[Task objective] In the records below, find the line containing "[point] rusty metal", then reproduce that line and every one after it to the end, exactly and alone.

[Exercise input]

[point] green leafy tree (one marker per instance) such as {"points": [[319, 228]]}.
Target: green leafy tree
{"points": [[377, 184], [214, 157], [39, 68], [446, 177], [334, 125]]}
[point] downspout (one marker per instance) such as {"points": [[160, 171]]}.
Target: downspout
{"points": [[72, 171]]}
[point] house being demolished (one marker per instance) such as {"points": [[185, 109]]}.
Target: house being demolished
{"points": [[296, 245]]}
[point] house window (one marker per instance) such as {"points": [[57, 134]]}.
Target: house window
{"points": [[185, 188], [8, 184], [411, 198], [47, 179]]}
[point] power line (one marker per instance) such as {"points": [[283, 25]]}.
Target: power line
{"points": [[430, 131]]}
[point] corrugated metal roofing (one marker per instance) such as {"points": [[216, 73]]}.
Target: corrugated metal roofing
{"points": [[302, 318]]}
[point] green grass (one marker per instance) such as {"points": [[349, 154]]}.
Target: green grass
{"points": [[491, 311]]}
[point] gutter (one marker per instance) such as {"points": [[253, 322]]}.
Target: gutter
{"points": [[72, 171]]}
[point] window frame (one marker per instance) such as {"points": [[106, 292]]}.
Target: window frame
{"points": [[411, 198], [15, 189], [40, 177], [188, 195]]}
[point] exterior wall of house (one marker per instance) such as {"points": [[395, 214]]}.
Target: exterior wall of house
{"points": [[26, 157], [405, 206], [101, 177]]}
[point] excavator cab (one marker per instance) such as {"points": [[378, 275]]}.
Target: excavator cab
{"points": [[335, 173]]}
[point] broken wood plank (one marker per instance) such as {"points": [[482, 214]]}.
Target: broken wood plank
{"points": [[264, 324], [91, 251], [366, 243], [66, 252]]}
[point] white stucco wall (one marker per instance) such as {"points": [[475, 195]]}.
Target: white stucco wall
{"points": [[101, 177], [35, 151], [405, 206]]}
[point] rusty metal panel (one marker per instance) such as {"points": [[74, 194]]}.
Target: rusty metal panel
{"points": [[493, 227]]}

[Exercise output]
[point] rusty metal panel (one marker per instance) such as {"points": [[74, 194]]}.
Target: rusty metal panel
{"points": [[493, 227]]}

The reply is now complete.